==== Dataset extract

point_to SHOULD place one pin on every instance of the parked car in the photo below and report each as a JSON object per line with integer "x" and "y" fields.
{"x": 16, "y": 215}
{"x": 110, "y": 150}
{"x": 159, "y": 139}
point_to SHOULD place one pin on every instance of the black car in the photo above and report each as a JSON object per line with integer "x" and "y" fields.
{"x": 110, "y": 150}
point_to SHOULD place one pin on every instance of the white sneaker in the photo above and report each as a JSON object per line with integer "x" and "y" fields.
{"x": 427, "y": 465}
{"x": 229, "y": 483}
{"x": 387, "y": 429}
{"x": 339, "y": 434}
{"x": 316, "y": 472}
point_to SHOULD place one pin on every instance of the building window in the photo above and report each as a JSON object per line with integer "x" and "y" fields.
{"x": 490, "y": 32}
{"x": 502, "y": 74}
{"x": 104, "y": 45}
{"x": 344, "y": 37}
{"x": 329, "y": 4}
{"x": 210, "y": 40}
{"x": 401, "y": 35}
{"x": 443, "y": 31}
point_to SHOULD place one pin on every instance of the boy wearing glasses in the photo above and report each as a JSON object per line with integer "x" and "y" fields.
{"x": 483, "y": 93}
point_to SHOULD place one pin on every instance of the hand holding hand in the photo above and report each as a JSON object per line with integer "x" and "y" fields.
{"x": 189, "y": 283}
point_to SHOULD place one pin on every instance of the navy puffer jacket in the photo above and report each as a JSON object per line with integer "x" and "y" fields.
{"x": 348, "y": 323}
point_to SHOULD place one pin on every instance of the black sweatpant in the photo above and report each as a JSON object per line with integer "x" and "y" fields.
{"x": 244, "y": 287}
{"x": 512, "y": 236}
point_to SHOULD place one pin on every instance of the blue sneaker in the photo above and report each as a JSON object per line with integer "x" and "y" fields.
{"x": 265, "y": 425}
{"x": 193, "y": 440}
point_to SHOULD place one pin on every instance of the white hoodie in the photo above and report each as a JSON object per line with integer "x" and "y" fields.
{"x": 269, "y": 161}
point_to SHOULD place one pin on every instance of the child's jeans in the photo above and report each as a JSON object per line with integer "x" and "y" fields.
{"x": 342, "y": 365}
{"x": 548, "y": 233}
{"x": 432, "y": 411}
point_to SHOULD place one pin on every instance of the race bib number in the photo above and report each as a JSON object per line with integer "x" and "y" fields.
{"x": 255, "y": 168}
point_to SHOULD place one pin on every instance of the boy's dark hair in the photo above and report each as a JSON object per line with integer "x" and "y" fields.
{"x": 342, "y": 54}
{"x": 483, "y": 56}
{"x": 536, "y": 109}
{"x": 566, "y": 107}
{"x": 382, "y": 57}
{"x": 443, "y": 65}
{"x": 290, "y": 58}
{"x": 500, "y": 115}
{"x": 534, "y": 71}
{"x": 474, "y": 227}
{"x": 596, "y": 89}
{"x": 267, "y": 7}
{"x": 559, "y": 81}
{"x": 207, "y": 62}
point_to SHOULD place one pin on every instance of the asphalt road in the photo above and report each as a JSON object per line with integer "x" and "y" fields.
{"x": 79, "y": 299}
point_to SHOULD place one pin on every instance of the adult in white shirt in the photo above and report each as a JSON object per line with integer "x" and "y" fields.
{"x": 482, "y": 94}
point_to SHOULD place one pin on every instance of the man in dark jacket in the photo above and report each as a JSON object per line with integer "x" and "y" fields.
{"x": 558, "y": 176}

========

# [Work task]
All the records, from start to finish, are to be repeated exactly.

# [Written answer]
point_to SHOULD place one pin on every instance of the parked car in the photo below and report each as a JSON object per line with integer "x" and "y" fields.
{"x": 16, "y": 215}
{"x": 110, "y": 150}
{"x": 159, "y": 139}
point_to SHOULD place one pin on every instance of the black car in the photo above and report each as a JSON object per line with integer "x" and "y" fields.
{"x": 110, "y": 150}
point_to SHOULD place one pin on every instance of the white sneaker in the photo above and report each as a JSON object per line with integer "x" and "y" fields.
{"x": 427, "y": 465}
{"x": 229, "y": 483}
{"x": 387, "y": 429}
{"x": 339, "y": 434}
{"x": 316, "y": 472}
point_to SHOULD place one pin on every instance of the building window in the photo above and report each as a JSON object per line with integer "x" and "y" fields.
{"x": 490, "y": 32}
{"x": 502, "y": 74}
{"x": 104, "y": 45}
{"x": 344, "y": 37}
{"x": 329, "y": 4}
{"x": 210, "y": 40}
{"x": 401, "y": 35}
{"x": 443, "y": 31}
point_to SHOULD place one pin on every instance of the boy wearing glasses in the photo above and report each as a JSON object per line with integer "x" and "y" fields.
{"x": 483, "y": 93}
point_to SHOULD place one pin on every instance of the hand holding hand in the photo above and report each as a JSON object per line with integer "x" and "y" fields.
{"x": 189, "y": 283}
point_to SHOULD place one pin on every instance of the navy puffer jacket in the photo above and report each as a JSON object per line with integer "x" and "y" fields.
{"x": 348, "y": 323}
point_to SHOULD place one pin on every instance of the black sweatpant in the photo above and report each as a JSON object per line with integer "x" and "y" fields.
{"x": 244, "y": 287}
{"x": 512, "y": 236}
point_to SHOULD place one pin on every instance of the blue sneaker in the photo above and report each as a JSON object per line with integer "x" and "y" fields.
{"x": 265, "y": 425}
{"x": 193, "y": 440}
point_to SHOULD place one pin on every instance of the white hoodie in the photo above and report each as a JSON object per line with integer "x" and "y" fields.
{"x": 269, "y": 161}
point_to SHOULD place one pin on every instance of the child's jeans in the photo above and report each as a JSON object per line with integer "x" and "y" fields.
{"x": 342, "y": 365}
{"x": 548, "y": 233}
{"x": 432, "y": 411}
point_to SHOULD place one pin on every instance of the race bib number in the photo above and report each as a JSON object per line with integer "x" and "y" fields.
{"x": 255, "y": 168}
point_to SHOULD place one pin on every instance of the boy's dark hair in the photo above and report each as a JSON object per line with integer "x" and "y" fields.
{"x": 342, "y": 54}
{"x": 483, "y": 56}
{"x": 536, "y": 109}
{"x": 566, "y": 107}
{"x": 382, "y": 57}
{"x": 443, "y": 65}
{"x": 290, "y": 58}
{"x": 500, "y": 115}
{"x": 534, "y": 71}
{"x": 474, "y": 227}
{"x": 596, "y": 89}
{"x": 267, "y": 7}
{"x": 559, "y": 81}
{"x": 207, "y": 62}
point_to SHOULD place one pin on every instance of the asphalt road in the photo above and report each as a JSON object per line with integer "x" and "y" fields.
{"x": 79, "y": 299}
point_to SHOULD place one pin on every instance of the adult in white shirt in the photo above and report each as a JSON object per line with integer "x" and "y" fields.
{"x": 482, "y": 94}
point_to SHOULD place one pin on every instance of the man in dark jacket in the photo above and report each as a JSON object per line with integer "x" and "y" fields.
{"x": 558, "y": 176}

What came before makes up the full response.